### [Exercise instructions]
Can you copy out word for word everything in the rows below, from the line containing "Spot the grass field" down to the last line of the rows?
begin
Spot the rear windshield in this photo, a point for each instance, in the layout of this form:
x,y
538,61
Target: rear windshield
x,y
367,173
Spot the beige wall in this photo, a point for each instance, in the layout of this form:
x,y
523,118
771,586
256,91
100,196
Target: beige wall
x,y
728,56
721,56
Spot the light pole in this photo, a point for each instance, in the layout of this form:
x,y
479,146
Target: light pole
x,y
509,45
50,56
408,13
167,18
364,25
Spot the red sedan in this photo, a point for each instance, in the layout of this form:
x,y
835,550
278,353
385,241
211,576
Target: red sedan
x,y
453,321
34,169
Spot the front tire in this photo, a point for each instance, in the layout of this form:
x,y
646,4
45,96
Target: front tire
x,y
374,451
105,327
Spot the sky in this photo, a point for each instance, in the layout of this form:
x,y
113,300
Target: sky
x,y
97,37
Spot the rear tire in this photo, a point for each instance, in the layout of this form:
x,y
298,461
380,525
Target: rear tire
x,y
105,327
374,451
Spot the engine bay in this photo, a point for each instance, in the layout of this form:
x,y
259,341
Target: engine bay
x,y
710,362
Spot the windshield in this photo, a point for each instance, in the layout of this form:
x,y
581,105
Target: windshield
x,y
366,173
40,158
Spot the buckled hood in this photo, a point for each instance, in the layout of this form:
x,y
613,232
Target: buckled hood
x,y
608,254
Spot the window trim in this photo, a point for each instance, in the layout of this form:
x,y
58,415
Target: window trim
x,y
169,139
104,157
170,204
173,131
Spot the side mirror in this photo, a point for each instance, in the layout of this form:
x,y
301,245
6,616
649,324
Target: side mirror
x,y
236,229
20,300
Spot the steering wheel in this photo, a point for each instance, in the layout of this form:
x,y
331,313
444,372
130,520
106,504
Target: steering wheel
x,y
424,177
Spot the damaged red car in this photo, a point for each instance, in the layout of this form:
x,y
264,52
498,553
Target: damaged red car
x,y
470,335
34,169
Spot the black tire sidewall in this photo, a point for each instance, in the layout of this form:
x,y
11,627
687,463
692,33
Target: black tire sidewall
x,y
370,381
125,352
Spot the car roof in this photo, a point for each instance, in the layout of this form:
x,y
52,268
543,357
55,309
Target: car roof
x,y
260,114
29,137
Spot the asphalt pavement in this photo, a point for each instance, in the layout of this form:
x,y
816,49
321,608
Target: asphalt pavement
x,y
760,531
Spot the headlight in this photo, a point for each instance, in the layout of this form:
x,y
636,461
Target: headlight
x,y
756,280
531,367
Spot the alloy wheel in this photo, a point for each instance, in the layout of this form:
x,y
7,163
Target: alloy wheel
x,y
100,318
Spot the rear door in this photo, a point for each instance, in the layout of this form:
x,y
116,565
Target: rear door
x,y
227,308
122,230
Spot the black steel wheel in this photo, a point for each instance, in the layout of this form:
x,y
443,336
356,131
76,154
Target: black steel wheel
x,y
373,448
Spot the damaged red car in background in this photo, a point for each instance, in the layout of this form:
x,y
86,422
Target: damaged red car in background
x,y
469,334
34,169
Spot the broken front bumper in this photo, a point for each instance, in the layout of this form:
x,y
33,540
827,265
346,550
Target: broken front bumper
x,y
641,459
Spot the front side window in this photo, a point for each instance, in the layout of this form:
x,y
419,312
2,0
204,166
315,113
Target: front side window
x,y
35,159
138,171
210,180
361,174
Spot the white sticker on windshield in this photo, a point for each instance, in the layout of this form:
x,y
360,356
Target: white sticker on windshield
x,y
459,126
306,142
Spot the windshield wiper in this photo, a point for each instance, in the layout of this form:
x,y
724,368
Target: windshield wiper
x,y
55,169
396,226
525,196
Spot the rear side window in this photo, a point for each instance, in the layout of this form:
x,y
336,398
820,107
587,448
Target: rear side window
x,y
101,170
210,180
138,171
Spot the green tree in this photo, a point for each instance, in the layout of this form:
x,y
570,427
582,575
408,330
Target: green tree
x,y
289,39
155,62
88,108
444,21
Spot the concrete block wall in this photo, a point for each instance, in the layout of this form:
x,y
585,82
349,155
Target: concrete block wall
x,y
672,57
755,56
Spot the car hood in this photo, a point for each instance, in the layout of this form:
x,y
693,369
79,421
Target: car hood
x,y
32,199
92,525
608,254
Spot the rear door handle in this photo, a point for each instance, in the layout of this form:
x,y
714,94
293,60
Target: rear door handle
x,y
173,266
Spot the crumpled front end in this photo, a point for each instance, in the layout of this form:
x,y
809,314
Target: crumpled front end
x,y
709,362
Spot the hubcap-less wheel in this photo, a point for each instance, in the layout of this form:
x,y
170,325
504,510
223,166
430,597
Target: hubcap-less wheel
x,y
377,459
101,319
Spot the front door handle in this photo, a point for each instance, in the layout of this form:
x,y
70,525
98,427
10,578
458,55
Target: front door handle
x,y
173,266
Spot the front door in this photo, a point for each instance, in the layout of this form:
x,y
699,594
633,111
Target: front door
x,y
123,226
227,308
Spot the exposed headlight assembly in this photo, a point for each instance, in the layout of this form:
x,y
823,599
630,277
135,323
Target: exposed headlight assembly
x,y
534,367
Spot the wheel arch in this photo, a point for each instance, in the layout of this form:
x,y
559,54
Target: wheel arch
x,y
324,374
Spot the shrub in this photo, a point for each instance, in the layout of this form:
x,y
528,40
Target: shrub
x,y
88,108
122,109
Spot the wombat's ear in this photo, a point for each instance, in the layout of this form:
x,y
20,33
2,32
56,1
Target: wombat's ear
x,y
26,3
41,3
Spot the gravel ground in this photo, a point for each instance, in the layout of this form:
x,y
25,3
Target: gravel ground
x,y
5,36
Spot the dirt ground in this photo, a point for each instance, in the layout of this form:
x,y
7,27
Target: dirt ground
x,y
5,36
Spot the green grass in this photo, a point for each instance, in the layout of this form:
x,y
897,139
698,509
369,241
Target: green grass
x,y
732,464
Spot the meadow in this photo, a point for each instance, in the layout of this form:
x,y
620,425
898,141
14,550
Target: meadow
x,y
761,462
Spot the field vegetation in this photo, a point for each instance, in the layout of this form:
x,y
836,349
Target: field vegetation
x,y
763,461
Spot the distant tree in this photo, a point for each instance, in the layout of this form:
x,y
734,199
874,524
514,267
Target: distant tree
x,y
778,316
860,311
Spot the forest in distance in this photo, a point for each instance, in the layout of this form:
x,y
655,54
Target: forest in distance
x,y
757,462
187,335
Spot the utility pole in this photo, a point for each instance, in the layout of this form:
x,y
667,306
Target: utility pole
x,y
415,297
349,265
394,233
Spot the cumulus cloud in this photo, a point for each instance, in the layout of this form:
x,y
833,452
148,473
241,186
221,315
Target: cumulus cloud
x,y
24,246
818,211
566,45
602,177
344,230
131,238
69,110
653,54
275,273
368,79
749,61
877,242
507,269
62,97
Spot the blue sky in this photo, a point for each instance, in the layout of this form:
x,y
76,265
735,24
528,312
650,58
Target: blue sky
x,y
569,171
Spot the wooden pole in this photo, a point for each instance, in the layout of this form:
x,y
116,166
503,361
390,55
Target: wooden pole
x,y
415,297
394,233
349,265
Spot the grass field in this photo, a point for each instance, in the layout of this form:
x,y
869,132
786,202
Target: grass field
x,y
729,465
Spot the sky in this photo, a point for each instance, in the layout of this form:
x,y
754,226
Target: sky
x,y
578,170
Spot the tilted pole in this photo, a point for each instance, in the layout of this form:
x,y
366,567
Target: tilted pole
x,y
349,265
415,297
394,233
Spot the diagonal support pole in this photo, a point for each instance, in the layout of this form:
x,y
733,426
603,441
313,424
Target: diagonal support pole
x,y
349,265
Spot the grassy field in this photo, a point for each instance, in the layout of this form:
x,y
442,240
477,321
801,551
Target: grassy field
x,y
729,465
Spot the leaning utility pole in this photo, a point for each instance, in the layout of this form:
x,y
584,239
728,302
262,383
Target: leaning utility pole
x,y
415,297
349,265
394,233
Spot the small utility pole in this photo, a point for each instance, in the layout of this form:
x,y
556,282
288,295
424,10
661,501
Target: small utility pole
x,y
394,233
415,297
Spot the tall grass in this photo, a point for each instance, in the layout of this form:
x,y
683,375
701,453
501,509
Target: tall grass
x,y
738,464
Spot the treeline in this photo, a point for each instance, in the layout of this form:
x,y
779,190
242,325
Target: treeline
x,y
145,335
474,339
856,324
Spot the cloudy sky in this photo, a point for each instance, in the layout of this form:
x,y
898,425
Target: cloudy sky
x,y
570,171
end
### [The solution]
Spot the grass field in this photo, a point for each instance, in the layout of this form:
x,y
869,132
786,202
Target: grass field
x,y
729,465
Spot the sky in this photo, a point for each instance, in the layout of this form:
x,y
754,226
Target: sky
x,y
578,170
Spot the tilted pole in this photo, a point for each instance, in the layout of this form:
x,y
366,567
Target: tilted pole
x,y
349,265
415,297
394,233
Spot the diagonal support pole in this photo, a point for each instance, in the layout of this form:
x,y
733,426
603,441
313,424
Target: diagonal support pole
x,y
349,265
Spot the grassy field in this photo, a point for each instance, in the layout of this form:
x,y
442,240
477,321
801,551
Target: grassy field
x,y
729,465
Spot the leaning utility pole in this photo, a point for each instance, in the layout of this form:
x,y
584,239
728,302
262,383
Target: leaning utility pole
x,y
415,297
349,265
394,233
Spot the small utility pole in this photo, a point for each instance, in the layout of this form:
x,y
556,282
288,295
424,10
661,501
Target: small utility pole
x,y
394,233
415,297
Spot the tall grass in this photo, a point for each instance, in the layout of this form:
x,y
683,375
701,453
501,509
Target: tall grass
x,y
738,464
Spot the treeline in this photo, a point for each instance, in the layout of this form:
x,y
779,190
242,325
Target: treeline
x,y
145,335
474,339
856,324
Spot the cloudy sky in this photo, a point for each instance, in the layout of this form:
x,y
898,425
Target: cloudy sky
x,y
570,171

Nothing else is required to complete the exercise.